#### STORED DATA:
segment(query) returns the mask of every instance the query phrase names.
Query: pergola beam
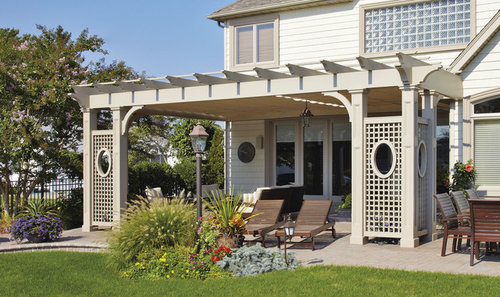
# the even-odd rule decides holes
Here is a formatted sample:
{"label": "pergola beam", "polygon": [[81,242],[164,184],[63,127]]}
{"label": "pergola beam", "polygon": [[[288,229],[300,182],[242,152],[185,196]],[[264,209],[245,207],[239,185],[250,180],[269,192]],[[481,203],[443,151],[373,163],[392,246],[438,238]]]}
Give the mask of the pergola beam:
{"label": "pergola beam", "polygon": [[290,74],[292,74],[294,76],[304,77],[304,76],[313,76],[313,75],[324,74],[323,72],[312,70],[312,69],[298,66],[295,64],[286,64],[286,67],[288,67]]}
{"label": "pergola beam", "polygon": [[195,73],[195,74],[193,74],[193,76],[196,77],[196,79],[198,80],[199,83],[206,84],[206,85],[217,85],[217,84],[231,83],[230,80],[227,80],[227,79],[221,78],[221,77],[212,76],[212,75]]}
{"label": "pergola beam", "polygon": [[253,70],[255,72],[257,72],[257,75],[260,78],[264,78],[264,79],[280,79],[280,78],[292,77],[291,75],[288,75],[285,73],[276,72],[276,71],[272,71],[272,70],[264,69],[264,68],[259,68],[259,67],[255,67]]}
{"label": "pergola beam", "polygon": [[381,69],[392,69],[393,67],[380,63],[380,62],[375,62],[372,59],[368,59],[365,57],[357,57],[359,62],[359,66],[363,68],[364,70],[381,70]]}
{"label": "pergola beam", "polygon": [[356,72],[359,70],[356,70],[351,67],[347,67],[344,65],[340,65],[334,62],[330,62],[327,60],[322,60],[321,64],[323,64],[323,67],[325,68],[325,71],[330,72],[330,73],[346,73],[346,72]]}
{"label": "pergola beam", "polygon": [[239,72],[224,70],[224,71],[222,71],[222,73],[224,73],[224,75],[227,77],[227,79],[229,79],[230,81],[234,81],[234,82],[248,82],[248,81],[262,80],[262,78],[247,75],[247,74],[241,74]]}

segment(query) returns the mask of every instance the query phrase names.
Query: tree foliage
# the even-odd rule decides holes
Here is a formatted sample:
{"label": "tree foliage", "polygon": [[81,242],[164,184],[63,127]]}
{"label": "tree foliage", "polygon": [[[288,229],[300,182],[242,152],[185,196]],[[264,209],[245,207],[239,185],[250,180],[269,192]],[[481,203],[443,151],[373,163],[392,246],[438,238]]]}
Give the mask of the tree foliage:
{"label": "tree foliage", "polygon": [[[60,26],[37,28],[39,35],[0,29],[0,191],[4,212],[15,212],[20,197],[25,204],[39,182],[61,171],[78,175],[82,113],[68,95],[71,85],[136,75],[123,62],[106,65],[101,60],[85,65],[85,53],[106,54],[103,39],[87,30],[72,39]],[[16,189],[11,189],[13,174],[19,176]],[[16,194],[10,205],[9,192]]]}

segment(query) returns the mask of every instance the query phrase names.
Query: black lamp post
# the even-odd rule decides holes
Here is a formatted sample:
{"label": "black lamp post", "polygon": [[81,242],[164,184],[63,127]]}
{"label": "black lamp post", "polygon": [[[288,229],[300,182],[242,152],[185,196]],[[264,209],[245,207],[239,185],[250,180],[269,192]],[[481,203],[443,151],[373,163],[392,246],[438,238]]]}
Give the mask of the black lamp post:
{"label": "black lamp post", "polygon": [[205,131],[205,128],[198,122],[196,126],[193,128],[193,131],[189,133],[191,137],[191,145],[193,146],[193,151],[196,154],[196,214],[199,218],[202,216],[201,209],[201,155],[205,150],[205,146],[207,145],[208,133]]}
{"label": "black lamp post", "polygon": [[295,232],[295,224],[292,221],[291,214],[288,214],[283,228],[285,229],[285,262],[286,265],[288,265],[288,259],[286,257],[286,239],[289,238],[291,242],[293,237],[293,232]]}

...

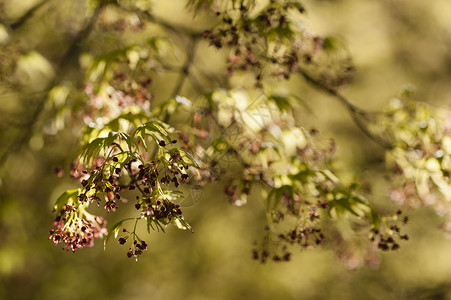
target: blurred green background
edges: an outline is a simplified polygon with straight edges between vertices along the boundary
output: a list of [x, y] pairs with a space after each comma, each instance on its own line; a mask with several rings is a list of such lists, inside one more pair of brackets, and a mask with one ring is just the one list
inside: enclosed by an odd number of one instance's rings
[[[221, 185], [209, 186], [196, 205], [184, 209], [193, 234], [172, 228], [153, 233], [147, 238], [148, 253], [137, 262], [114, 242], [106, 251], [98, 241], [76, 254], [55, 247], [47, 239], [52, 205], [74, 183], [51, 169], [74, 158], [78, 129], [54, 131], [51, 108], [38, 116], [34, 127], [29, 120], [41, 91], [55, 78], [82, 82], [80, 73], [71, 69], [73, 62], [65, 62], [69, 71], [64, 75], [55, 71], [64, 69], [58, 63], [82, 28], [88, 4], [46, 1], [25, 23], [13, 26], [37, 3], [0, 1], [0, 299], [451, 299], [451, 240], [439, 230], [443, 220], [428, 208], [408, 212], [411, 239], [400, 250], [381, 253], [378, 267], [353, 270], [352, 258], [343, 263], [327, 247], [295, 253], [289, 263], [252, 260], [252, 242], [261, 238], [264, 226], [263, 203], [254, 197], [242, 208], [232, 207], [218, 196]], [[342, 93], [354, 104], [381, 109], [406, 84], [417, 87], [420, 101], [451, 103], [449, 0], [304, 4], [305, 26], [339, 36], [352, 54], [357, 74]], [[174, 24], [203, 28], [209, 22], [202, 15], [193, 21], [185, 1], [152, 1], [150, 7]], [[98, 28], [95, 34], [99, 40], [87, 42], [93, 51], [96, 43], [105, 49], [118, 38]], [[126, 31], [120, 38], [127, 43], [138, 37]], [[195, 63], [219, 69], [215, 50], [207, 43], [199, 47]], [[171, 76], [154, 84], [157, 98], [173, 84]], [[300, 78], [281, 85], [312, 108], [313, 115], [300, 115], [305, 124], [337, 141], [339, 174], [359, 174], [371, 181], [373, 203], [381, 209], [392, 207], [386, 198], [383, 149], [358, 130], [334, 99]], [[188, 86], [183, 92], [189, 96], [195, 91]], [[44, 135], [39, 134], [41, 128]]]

==

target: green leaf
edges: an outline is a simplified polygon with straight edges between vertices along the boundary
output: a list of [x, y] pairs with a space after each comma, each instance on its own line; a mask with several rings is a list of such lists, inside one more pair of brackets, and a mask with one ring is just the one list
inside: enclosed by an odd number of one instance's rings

#### EXERCISE DETAILS:
Locate every line in the material that contains the string "green" and copy each of those lines. Case counts.

#### SOLUTION:
target: blurred green background
target: green leaf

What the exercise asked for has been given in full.